Required tasks —
1/ Answer these questions from the glossary on cognitive and social development, one answer per line:
(a) What age range does it give for the Formal Operational stage?
(b) According to its entry on pruning, which neural connections are eliminated?
(c) Until what age was the child in the Genie case study isolated?
2/ Please add the next entries to the glossary on cognitive and social development, following on from its last entry.

Concrete Operational
Stage (7-11 years); logical reasoning about concrete events, mastering conservation.
Formal Operational
Stage (12+ years); abstract, hypothetical, and systematic thinking develops.
Piaget's Stages
Sensorimotor, Preoperational, Concrete Operational, Formal Operational.
Neurogenesis
The creation of new neurons in the brain.
Migration
The movement of neurons to their proper positions during brain development.
Differentiation
The process by which neurons develop specialized functions.
Pruning
Elimination of unused neural connections to strengthen important ones.
Csikszentmihalyi and Larson (Adolescents' Experiences)
Studied adolescents' use of time and the experience of 'flow' — relevant to influences on cognitive and social development because it shows how engagement in meaningful activities shapes identity, motivation, and emotional well-being.
Howes (1992)
Investigated how early peer interactions affect social and emotional development — relevant to influences on cognitive and social development by showing peers as crucial agents beyond parents in shaping emotional competence.
Genie Case Study
Examined a child isolated until age 13, who missed the critical period for language — relevant to brain development and influences on cognitive development, demonstrating the importance of early stimulation and the irreversible effects of deprivation on cognitive growth.

Data under study —
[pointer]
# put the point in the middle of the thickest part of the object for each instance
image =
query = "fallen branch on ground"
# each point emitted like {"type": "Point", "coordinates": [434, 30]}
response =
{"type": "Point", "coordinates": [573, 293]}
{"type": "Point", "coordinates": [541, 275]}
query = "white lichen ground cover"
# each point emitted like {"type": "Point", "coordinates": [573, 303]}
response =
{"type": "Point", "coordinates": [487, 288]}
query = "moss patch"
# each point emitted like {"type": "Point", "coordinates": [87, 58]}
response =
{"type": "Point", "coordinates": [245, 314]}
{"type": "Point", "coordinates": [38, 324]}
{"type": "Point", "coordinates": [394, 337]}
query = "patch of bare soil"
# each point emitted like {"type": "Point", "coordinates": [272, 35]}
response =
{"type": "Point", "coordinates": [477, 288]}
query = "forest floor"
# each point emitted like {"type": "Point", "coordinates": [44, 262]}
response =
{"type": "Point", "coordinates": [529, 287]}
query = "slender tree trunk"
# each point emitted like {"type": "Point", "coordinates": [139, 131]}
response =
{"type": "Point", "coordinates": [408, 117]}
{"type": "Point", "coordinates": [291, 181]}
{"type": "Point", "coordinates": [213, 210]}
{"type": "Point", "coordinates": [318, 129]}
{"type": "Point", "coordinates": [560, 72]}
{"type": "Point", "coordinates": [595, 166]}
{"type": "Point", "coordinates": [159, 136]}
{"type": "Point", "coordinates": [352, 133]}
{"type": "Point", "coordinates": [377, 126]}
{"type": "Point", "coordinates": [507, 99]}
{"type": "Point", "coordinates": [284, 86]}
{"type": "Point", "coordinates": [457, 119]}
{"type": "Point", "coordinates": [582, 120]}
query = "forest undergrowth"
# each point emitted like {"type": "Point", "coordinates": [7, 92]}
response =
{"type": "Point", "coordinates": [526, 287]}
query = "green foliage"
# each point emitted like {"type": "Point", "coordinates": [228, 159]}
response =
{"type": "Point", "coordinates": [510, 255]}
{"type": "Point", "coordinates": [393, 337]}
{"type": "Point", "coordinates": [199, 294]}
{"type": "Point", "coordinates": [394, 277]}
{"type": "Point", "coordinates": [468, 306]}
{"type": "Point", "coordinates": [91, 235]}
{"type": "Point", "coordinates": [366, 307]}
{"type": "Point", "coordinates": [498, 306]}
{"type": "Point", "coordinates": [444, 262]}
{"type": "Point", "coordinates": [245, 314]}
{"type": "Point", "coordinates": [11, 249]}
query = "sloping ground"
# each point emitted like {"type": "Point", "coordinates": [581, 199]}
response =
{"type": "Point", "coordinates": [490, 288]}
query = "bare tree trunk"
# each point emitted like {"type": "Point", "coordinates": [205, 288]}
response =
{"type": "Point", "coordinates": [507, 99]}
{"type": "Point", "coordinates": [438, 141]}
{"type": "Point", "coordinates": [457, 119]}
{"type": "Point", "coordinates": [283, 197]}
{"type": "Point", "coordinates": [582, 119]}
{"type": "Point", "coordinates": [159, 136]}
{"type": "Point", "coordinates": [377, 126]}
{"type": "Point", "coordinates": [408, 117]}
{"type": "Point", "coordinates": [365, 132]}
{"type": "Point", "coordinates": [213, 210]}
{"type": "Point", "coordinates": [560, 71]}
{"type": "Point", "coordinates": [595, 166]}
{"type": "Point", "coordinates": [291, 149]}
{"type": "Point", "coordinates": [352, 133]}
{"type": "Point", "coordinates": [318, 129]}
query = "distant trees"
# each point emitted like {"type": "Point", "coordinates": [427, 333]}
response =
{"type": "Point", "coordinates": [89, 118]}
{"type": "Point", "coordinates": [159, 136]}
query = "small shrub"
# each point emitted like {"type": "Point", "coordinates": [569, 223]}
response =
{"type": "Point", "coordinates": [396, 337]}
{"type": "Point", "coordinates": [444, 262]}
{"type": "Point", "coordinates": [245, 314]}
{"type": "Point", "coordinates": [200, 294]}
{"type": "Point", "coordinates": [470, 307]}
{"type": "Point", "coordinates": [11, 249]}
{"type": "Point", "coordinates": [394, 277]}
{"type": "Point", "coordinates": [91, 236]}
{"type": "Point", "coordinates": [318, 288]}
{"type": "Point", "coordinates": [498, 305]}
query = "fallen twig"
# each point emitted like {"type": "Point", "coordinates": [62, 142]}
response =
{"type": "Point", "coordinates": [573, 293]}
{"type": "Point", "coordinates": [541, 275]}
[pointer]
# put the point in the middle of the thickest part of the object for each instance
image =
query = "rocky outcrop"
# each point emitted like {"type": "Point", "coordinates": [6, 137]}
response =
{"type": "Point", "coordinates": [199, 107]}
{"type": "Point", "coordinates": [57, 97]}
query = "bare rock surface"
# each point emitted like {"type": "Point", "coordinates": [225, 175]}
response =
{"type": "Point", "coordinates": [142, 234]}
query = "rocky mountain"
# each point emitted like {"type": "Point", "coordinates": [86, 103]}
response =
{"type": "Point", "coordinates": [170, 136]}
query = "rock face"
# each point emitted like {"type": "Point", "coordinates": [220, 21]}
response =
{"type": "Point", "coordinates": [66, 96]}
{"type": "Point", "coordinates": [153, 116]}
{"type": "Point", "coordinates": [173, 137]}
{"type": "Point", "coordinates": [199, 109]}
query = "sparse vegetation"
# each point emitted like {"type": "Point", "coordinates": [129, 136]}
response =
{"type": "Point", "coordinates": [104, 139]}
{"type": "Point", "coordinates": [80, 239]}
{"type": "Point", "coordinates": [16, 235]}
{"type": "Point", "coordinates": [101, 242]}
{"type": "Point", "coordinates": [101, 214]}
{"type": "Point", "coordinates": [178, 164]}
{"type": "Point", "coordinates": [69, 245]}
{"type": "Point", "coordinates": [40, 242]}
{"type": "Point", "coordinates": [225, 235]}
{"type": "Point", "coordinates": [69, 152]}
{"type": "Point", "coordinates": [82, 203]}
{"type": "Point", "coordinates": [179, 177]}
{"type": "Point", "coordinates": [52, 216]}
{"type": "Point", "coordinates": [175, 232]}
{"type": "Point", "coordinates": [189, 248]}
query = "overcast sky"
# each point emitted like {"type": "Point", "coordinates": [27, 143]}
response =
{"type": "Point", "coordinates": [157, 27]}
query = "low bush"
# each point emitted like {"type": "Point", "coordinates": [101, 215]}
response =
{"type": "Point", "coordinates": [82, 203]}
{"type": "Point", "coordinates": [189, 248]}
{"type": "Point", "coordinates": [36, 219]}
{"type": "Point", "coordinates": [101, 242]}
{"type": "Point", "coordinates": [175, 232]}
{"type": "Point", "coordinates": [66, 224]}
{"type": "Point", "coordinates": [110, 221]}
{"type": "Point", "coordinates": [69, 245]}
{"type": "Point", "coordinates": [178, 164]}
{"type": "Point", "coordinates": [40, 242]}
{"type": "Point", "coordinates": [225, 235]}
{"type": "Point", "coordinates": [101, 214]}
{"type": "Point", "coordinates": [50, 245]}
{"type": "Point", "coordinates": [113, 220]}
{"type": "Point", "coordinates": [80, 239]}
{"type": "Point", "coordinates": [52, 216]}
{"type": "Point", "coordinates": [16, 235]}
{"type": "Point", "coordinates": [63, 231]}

Answers for each item —
1/
(a) 12+ years
(b) Unused neural connections
(c) 13

2/
Feldman and Vengrober
Studied Israeli children exposed to war trauma, finding that maternal support promoted resilience — relevant to resilience, poverty, and attachment, showing how protective relationships buffer cognitive and emotional harm from extreme stress.
Brooks-Gunn and Duncan
Researched how poverty affects child cognitive outcomes, linking low income to worse school achievement and health — relevant to poverty and family stress theory, showing how material deprivation and stress impair cognitive and social development.
Mary Ainsworth
Identified secure vs. insecure attachment patterns between infants and caregivers — relevant to developing an identity and attachment theory, demonstrating how early bonds shape later social and emotional functioning.
Harlow (Monkey Attachment Studies)
Showed that infant monkeys preferred soft, comforting surrogates over wire 'mothers' providing food — relevant to attachment theory by highlighting the importance of comfort and emotional security, not just basic needs.
Meltzoff (Infant Imitation)
Found infants can imitate adult facial expressions as early as 42 minutes old — relevant to theory of mind and developing as a learner, suggesting early social learning mechanisms that support empathy and perspective-taking.
Baron-Cohen, Leslie, and Frith
Found that children with autism struggle with false-belief tasks — relevant to theory of mind and cognitive development, providing insight into developmental differences in social cognition.
Piaget and Inhelder
Studied how children understand space and objects across developmental stages — relevant to developing as a learner and cognitive development, supporting Piaget's stage theory with experimental evidence.
Borke (1975)
Modified Piaget's tasks and showed that even young children could take others' perspectives — relevant to theory of mind and cognitive development, challenging earlier views of children's egocentrism.
Chugani (1999)
Used PET scans to show high brain activity in newborns' limbic systems — relevant to brain development, providing biological evidence for the early neural basis of emotion and attachment.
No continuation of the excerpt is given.